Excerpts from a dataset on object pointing
────────────────

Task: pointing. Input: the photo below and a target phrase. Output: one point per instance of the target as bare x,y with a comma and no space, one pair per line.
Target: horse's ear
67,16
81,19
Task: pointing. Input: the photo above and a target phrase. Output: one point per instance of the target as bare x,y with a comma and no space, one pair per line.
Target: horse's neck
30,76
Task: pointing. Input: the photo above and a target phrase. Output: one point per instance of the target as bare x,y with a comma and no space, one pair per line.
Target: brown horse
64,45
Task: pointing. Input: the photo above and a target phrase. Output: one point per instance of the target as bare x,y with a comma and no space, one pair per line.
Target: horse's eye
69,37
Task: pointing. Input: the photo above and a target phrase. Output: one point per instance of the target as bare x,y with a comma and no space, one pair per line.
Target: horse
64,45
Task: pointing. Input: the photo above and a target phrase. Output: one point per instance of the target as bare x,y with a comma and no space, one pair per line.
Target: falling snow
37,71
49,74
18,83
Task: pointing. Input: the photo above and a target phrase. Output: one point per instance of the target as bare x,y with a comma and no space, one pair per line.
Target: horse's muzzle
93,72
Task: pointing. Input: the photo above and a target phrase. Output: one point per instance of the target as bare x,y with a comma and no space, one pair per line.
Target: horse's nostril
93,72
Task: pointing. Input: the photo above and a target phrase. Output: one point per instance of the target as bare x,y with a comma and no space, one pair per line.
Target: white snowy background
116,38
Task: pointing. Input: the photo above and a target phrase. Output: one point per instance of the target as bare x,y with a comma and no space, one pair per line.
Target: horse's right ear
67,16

────────────────

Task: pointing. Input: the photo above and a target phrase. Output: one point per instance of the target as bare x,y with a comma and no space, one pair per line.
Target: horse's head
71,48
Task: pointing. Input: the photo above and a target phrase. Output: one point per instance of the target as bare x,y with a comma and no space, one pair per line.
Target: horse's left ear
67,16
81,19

────────────────

» **Exercise description**:
Identify every line of the records above that contains the word "horse", and copy each such line. Case counts.

» **Result below**:
Target: horse's ear
Target: horse's neck
Target: brown horse
Target: horse's eye
Target: horse
Target: horse's muzzle
Target: horse's nostril
Target: horse's right ear
Target: horse's head
Target: horse's left ear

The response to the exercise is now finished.